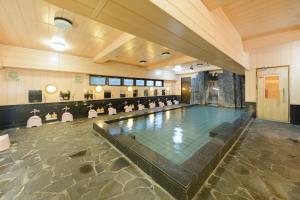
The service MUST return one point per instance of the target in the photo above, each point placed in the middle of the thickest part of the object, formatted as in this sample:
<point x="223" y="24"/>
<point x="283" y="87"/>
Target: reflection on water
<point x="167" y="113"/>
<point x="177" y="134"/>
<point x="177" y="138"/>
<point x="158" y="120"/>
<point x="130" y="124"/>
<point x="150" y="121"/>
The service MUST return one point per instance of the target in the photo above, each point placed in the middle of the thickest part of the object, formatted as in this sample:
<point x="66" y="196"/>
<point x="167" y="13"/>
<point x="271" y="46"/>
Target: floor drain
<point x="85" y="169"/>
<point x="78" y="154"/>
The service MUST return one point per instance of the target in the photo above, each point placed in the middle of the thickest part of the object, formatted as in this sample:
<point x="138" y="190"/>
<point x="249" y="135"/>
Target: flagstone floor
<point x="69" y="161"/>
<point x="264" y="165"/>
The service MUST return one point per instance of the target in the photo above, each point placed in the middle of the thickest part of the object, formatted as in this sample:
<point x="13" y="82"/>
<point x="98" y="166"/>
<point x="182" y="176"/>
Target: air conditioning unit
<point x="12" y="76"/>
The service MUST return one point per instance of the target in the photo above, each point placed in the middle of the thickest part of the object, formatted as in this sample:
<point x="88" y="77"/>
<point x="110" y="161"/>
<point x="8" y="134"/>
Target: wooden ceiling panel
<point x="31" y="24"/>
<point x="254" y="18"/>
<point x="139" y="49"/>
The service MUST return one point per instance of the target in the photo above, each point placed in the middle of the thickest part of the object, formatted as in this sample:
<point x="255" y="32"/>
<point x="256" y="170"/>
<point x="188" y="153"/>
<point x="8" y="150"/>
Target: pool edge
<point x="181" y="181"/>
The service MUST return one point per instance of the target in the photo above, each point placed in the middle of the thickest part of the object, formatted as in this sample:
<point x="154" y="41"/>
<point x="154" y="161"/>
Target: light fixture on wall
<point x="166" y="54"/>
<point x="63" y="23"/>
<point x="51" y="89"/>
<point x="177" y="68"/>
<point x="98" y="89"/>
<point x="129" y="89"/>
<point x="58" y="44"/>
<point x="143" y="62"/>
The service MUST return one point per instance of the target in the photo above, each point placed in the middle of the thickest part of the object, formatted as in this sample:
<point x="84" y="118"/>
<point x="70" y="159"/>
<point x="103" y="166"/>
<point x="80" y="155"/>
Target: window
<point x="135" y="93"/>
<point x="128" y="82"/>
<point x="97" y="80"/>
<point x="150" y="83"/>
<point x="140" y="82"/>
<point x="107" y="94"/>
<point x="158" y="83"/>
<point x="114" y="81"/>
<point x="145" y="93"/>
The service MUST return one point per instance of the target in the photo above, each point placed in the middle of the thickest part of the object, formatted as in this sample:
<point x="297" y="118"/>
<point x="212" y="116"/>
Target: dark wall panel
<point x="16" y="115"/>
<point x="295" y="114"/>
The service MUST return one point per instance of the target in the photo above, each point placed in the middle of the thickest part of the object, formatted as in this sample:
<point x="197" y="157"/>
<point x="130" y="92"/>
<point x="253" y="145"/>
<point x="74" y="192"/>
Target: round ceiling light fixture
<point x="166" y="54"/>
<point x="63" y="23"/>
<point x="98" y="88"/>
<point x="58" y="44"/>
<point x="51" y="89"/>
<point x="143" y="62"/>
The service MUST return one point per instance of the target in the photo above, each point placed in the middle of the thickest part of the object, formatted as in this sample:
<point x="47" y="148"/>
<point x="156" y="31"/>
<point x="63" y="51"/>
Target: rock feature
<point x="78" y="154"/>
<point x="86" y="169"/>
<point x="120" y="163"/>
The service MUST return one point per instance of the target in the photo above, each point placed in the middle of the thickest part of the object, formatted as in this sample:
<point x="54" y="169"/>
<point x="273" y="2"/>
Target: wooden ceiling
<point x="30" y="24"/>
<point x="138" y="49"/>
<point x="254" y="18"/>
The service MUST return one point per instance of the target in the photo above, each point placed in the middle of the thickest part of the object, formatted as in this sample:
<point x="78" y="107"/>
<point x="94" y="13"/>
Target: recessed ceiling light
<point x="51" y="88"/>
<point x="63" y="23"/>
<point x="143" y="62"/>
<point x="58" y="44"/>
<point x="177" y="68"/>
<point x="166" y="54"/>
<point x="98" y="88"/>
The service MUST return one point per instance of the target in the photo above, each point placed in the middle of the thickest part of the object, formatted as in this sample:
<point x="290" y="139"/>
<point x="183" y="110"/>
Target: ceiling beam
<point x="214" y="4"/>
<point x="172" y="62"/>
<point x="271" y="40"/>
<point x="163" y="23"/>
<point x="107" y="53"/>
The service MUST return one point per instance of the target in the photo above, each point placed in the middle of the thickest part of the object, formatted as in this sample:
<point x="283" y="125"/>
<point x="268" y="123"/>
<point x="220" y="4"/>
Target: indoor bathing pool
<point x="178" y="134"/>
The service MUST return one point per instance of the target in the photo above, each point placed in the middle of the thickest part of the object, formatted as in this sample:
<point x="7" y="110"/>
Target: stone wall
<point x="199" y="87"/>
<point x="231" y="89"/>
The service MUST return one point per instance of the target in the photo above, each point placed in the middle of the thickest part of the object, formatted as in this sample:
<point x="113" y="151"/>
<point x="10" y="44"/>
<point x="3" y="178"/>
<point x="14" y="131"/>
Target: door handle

DIRECTIONS FOR THIS TASK | Give the listing again in full, exactly as it is, but without its images.

EXERCISE OUTPUT |
The service MUST return one point per instance of the target in the photo above, each point placed in the middle of the thickest part of the object, formatted as in this sample:
<point x="223" y="24"/>
<point x="283" y="87"/>
Target: reflection on water
<point x="167" y="113"/>
<point x="177" y="134"/>
<point x="177" y="138"/>
<point x="158" y="120"/>
<point x="130" y="124"/>
<point x="150" y="121"/>
The service MUST return one point per instance of the target in the photo above, each point placed in the middle of the thickest part of the object, formatted as in this sample:
<point x="66" y="196"/>
<point x="167" y="13"/>
<point x="271" y="46"/>
Target: floor drain
<point x="85" y="169"/>
<point x="78" y="154"/>
The service MUST return one point per instance of the target in the photo above, each point placed in the middle of the thickest part of the object, formatted as in this sample:
<point x="138" y="190"/>
<point x="249" y="135"/>
Target: flagstone floor
<point x="69" y="161"/>
<point x="264" y="165"/>
The service MUST return one point per instance of the target in the photo above, each point placed in the middle of the thickest part of the object, formatted as in this sample:
<point x="13" y="82"/>
<point x="98" y="166"/>
<point x="182" y="176"/>
Target: air conditioning unit
<point x="12" y="76"/>
The service MUST return one point per instance of the target in the photo above, each point placed in the middle of the thickest part of the object, formatted as in this sample:
<point x="88" y="77"/>
<point x="110" y="161"/>
<point x="8" y="134"/>
Target: wooden ceiling panel
<point x="31" y="24"/>
<point x="254" y="18"/>
<point x="139" y="49"/>
The service MUST return one point per instance of the target in the photo above, each point placed in the middle of the thickest part of the object, formatted as in this sample:
<point x="255" y="32"/>
<point x="256" y="170"/>
<point x="188" y="153"/>
<point x="8" y="150"/>
Target: pool edge
<point x="181" y="181"/>
The service MUST return one point per instance of the target in the photo above, each point placed in the middle of the thickest part of the object, formatted as in this sample:
<point x="154" y="41"/>
<point x="154" y="161"/>
Target: light fixture on wall
<point x="166" y="54"/>
<point x="63" y="23"/>
<point x="51" y="89"/>
<point x="177" y="68"/>
<point x="98" y="89"/>
<point x="129" y="89"/>
<point x="58" y="44"/>
<point x="143" y="62"/>
The service MUST return one point per instance of the target in the photo above, each point placed in the middle of the thickest part of the object, formatted as in this sample:
<point x="84" y="118"/>
<point x="70" y="159"/>
<point x="103" y="166"/>
<point x="80" y="155"/>
Target: window
<point x="135" y="93"/>
<point x="128" y="82"/>
<point x="97" y="80"/>
<point x="150" y="83"/>
<point x="140" y="82"/>
<point x="107" y="94"/>
<point x="158" y="83"/>
<point x="114" y="81"/>
<point x="145" y="93"/>
The service MUST return one point per instance of the target in the photo above, each point placed in the middle of the thickest part of the object, formatted as in this sample:
<point x="297" y="118"/>
<point x="212" y="116"/>
Target: dark wall panel
<point x="16" y="115"/>
<point x="295" y="114"/>
The service MUST return one point per instance of the target in the photo above, each point placed in the middle of the thickest part of the object, formatted as in this sample:
<point x="197" y="157"/>
<point x="130" y="92"/>
<point x="253" y="145"/>
<point x="74" y="192"/>
Target: round ceiling light fixture
<point x="166" y="54"/>
<point x="63" y="23"/>
<point x="98" y="88"/>
<point x="58" y="44"/>
<point x="51" y="89"/>
<point x="143" y="62"/>
The service MUST return one point per instance of the target in the photo above, each point placed in the middle of the thickest part of the object, formatted as in this sample:
<point x="47" y="148"/>
<point x="156" y="31"/>
<point x="63" y="51"/>
Target: rock feature
<point x="78" y="154"/>
<point x="86" y="169"/>
<point x="120" y="163"/>
The service MUST return one point per instance of the target in the photo above, each point placed in the middle of the thickest part of the object, formatted as in this sample:
<point x="54" y="169"/>
<point x="273" y="2"/>
Target: wooden ceiling
<point x="30" y="24"/>
<point x="138" y="49"/>
<point x="254" y="18"/>
The service MUST return one point per instance of the target in the photo above, each point placed in the middle of the thickest part of the object, formatted as in this sample:
<point x="78" y="107"/>
<point x="94" y="13"/>
Target: recessed ceiling light
<point x="51" y="88"/>
<point x="63" y="23"/>
<point x="143" y="62"/>
<point x="58" y="44"/>
<point x="177" y="68"/>
<point x="166" y="54"/>
<point x="98" y="88"/>
The service MUST return one point per instance of the target in the photo above, each point placed in the middle of the thickest part of the object, formatted as in this sample:
<point x="290" y="139"/>
<point x="183" y="110"/>
Target: ceiling beam
<point x="214" y="4"/>
<point x="172" y="62"/>
<point x="271" y="40"/>
<point x="163" y="23"/>
<point x="107" y="53"/>
The service MUST return one point per instance of the target in the photo above, each point placed in the middle of the thickest part of the object, formatted as in this sample:
<point x="283" y="125"/>
<point x="268" y="123"/>
<point x="220" y="4"/>
Target: indoor bathing pool
<point x="178" y="134"/>
The service MUST return one point per instance of the target in the photo above, each point placed in the middle of the thickest part of the object, formatted as in this sample:
<point x="7" y="110"/>
Target: stone wall
<point x="199" y="87"/>
<point x="231" y="89"/>
The service MUST return one point per instance of the target in the photo above, each point placed in the middle of the thickest part of the object, formatted as in this sample:
<point x="113" y="151"/>
<point x="10" y="44"/>
<point x="3" y="178"/>
<point x="14" y="131"/>
Target: door handle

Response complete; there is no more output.